* START Input records *
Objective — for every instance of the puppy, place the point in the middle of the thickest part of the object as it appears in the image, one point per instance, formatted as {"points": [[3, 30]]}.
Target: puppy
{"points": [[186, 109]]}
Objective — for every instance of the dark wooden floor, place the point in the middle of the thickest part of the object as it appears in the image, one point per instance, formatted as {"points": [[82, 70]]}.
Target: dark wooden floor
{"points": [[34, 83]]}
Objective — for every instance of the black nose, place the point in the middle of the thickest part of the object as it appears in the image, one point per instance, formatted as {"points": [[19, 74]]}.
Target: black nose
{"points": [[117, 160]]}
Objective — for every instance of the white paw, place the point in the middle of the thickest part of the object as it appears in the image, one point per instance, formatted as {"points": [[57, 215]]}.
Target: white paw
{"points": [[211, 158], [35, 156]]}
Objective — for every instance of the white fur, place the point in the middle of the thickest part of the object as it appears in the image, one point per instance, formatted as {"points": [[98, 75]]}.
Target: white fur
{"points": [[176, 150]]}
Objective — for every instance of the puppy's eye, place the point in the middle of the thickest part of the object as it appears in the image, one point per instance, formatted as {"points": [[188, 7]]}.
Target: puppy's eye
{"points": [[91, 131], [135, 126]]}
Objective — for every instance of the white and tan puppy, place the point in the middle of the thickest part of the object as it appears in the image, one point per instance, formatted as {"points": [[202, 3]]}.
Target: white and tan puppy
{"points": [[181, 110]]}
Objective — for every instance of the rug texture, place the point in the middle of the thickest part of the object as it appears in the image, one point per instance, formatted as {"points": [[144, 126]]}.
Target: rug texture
* END Input records *
* START Input records *
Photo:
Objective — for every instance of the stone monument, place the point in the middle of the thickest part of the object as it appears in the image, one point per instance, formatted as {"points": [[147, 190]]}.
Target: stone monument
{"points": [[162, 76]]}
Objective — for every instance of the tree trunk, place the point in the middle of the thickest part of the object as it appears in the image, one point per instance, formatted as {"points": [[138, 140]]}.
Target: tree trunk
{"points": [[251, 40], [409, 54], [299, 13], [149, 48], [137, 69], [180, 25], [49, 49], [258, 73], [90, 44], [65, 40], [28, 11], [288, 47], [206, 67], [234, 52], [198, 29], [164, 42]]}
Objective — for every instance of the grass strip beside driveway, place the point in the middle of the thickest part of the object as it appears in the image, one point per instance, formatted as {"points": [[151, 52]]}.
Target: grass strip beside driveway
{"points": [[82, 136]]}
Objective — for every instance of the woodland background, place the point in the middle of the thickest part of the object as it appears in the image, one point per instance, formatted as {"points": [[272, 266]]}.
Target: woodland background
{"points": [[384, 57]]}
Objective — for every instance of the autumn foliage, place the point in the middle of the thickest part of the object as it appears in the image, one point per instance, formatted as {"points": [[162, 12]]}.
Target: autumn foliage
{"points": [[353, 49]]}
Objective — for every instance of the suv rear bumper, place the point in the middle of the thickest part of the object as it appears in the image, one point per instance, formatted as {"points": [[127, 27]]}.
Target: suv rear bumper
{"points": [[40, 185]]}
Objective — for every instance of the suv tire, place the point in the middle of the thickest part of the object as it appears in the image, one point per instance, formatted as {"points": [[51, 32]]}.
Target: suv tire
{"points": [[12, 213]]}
* END Input records *
§ **Task goal**
Shift every coordinate in the answer point lists up by 113, and write out everything from the line containing "Objective — for every instance of the white fur, place" down to the line containing "Target: rug texture", both ends included, with each line of that material given in full. Leave the numbers in the Objective lines and their sample formats unchanged.

§ **Problem solution**
Objective — for every instance of the white fur, place the point in the middle of the thickest part of the object as it appears in the image, one point per instance, formatted as {"points": [[98, 75]]}.
Target: white fur
{"points": [[289, 263]]}
Objective — for every instance of the puppy's eye, place the point in the middle of the thickest part of the object as it appears in the image, one point per instance, formatted as {"points": [[188, 7]]}.
Target: puppy's eye
{"points": [[204, 244], [248, 239]]}
Objective — for every instance of the white and tan puppy, place the point in the middle of the thickest part of the object as it appears in the image, one point per instance, formatted as {"points": [[202, 3]]}.
Target: white and tan puppy
{"points": [[294, 223]]}
Objective — for every instance of the rug texture, place the point in the middle of the thickest part of the object as it appears in the image, one point per instance, formatted as {"points": [[144, 126]]}.
Target: rug texture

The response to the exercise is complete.